_Stated problem:_ Rewrite the lines of the material starting at the line containing "of the white" and ending at the end of the material, keeping the request lines unchanged. Multiply each answer coordinate by 2.15 and round it to a whole number, with halves rounded up.

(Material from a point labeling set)
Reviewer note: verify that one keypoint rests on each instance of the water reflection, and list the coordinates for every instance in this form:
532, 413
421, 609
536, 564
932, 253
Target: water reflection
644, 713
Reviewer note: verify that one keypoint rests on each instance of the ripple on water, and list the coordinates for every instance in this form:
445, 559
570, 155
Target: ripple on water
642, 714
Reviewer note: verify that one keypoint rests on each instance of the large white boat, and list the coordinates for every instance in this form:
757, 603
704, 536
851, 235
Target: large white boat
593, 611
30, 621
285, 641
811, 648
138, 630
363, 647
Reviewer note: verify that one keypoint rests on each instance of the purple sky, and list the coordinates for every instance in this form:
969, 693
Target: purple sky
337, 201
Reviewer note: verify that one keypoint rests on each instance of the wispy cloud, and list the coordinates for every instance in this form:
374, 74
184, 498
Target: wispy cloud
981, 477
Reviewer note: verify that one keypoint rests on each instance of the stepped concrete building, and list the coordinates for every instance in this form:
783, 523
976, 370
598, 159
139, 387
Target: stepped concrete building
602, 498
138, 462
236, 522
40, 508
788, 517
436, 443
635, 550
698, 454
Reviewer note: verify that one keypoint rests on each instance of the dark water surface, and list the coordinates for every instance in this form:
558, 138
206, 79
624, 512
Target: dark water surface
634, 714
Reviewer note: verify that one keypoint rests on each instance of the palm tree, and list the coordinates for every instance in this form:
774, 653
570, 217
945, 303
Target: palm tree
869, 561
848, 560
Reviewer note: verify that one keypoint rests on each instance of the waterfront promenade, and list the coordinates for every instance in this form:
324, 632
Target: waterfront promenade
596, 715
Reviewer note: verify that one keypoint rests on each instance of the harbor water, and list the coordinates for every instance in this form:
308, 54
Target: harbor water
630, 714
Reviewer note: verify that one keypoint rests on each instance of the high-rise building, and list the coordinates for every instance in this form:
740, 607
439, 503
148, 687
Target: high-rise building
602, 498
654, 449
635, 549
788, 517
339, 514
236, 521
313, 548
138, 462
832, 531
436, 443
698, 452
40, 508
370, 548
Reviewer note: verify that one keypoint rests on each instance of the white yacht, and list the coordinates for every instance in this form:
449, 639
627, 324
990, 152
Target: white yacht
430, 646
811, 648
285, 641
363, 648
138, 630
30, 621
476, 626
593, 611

_Result of this task:_
Reviewer note: verify that one keypoint rests on each instance of the white yacht, and list the coordinates for every instance in this form:
449, 639
627, 324
990, 152
Target: white yacht
925, 1389
1744, 1393
613, 1378
780, 1393
297, 1355
65, 1335
1023, 1346
1275, 1314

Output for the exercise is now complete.